(Dataset entries)
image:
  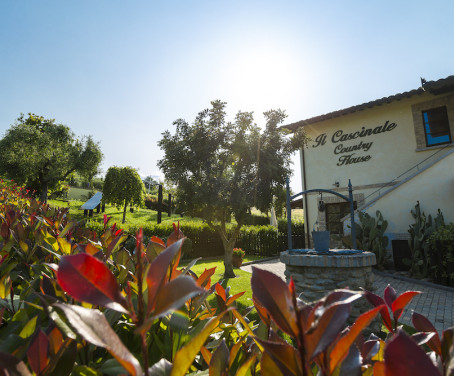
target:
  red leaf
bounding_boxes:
[361,339,380,361]
[215,283,227,302]
[136,228,143,252]
[329,305,384,372]
[373,362,386,376]
[384,284,397,308]
[226,291,245,306]
[251,267,298,337]
[103,214,111,227]
[253,295,271,328]
[85,243,100,256]
[151,236,166,247]
[289,277,296,299]
[412,312,441,355]
[384,331,441,376]
[54,303,142,375]
[306,301,351,359]
[256,338,302,375]
[1,223,9,240]
[27,330,49,374]
[196,267,216,288]
[412,332,437,347]
[363,289,394,332]
[152,276,203,318]
[48,326,64,355]
[391,291,421,322]
[57,253,128,313]
[167,222,184,246]
[146,239,183,314]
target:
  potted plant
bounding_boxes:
[232,248,245,267]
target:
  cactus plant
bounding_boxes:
[340,210,389,269]
[407,201,445,278]
[357,210,389,269]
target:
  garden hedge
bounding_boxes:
[87,219,305,258]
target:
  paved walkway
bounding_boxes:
[241,258,454,332]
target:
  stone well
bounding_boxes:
[280,250,376,318]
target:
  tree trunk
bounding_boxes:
[223,243,235,279]
[40,182,48,203]
[218,223,242,279]
[122,203,127,223]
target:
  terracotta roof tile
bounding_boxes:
[284,75,454,132]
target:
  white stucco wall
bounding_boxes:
[362,150,454,234]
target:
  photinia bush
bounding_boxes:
[1,181,454,375]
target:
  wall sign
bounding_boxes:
[312,121,397,166]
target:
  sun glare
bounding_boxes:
[224,47,301,115]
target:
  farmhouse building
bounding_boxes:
[285,75,454,260]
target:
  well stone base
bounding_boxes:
[280,250,377,323]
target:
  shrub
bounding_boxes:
[1,181,454,375]
[242,212,270,226]
[144,194,158,209]
[428,223,454,286]
[407,201,445,278]
[91,178,104,190]
[48,183,70,199]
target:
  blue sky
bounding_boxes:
[1,1,453,191]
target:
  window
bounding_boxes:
[422,106,452,146]
[325,201,357,235]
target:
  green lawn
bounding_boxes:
[66,187,94,200]
[181,257,257,319]
[48,198,202,231]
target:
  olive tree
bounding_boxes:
[158,100,307,277]
[0,113,102,202]
[103,166,145,223]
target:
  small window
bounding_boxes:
[325,202,357,235]
[422,106,452,146]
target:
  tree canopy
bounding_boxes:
[0,113,103,202]
[103,166,145,223]
[158,100,307,277]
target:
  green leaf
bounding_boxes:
[209,339,230,376]
[71,365,101,376]
[97,359,128,376]
[19,315,38,339]
[0,273,12,299]
[171,312,229,376]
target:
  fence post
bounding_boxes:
[157,184,162,224]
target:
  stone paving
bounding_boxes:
[241,258,454,332]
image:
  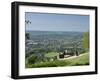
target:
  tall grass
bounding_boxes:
[27,60,71,68]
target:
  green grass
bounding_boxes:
[66,53,89,66]
[27,60,71,68]
[26,53,89,68]
[45,52,59,57]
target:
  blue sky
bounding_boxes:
[25,12,89,32]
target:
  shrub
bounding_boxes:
[28,55,38,64]
[28,60,71,68]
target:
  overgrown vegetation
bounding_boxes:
[83,32,89,50]
[27,60,71,68]
[26,53,89,68]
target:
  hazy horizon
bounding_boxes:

# Work request
Transcribe every entry word for word, but skip the pictures.

# Answer space
image:
target:
  red leaf
bounding_boxes:
[361,339,380,361]
[215,283,227,302]
[136,228,143,252]
[329,305,384,372]
[373,362,386,376]
[384,284,397,308]
[226,291,245,306]
[251,267,298,337]
[103,214,111,227]
[253,295,271,328]
[85,243,100,256]
[151,236,166,247]
[289,277,296,299]
[412,312,441,355]
[384,331,441,376]
[54,303,142,375]
[306,301,351,359]
[256,338,302,375]
[1,223,9,240]
[27,330,49,374]
[196,267,216,288]
[412,332,437,347]
[363,289,394,332]
[152,276,203,318]
[48,326,64,355]
[391,291,421,322]
[57,253,128,313]
[167,222,184,246]
[146,239,183,314]
target:
  potted plant
bounding_boxes:
[232,248,245,267]
target:
  cactus plant
bounding_boxes:
[340,210,389,269]
[407,201,445,278]
[357,210,389,269]
target:
  garden hedge
bounding_boxes:
[87,219,305,258]
target:
  paved walkway
bounding_boxes:
[241,258,454,332]
target:
  stone well
bounding_boxes:
[280,250,376,318]
target:
  tree trunk
bounding_boxes:
[223,243,235,279]
[40,182,48,203]
[218,223,242,279]
[122,203,127,223]
target:
  terracotta roof tile
bounding_boxes:
[284,75,454,132]
target:
  white stucco wall
bounding_boxes:
[362,150,454,234]
target:
  photinia bush
bounding_boxes:
[1,181,454,375]
target:
  wall sign
bounding_boxes:
[312,121,397,166]
target:
  sun glare
bounding_boxes:
[224,47,301,115]
target:
  farmhouse building
bounding_boxes:
[285,75,454,260]
target:
  well stone base
bounding_boxes:
[280,250,377,323]
target:
  shrub
bounding_boxes:
[1,181,454,375]
[242,212,270,226]
[144,194,158,209]
[428,223,454,286]
[407,201,445,278]
[91,178,104,190]
[48,183,70,199]
target:
  blue sky
bounding_boxes:
[1,1,453,191]
target:
  window
bounding_boxes:
[422,106,452,146]
[325,201,357,235]
target:
  green lawn
bounding_boxes:
[66,187,94,200]
[181,257,257,319]
[48,198,202,231]
target:
  olive tree
bounding_boxes:
[158,100,307,277]
[0,113,102,202]
[103,166,145,223]
target:
  small window
bounding_boxes:
[325,202,357,235]
[422,106,452,146]
target:
  tree canopy
bounding_boxes:
[0,113,103,202]
[103,166,145,223]
[158,100,307,277]
target:
  green leaf
bounding_boxes:
[209,339,230,376]
[71,365,101,376]
[97,359,128,376]
[19,315,38,339]
[0,273,12,299]
[171,312,229,376]
target:
  fence post
bounding_boxes:
[157,184,162,224]
target:
  stone paving
bounding_boxes:
[241,258,454,332]
image:
target:
  tall grass
bounding_boxes:
[27,60,71,68]
target:
  green grass
bounding_boxes:
[66,53,89,66]
[27,60,71,68]
[26,53,89,68]
[45,52,59,57]
target:
  blue sky
bounding_boxes:
[25,12,89,32]
target:
  shrub
bounding_boxes:
[28,55,38,64]
[28,60,71,68]
target:
  overgrown vegetation
bounding_boxes:
[83,32,89,50]
[27,60,71,68]
[26,53,89,68]
target:
  hazy horizon
bounding_boxes:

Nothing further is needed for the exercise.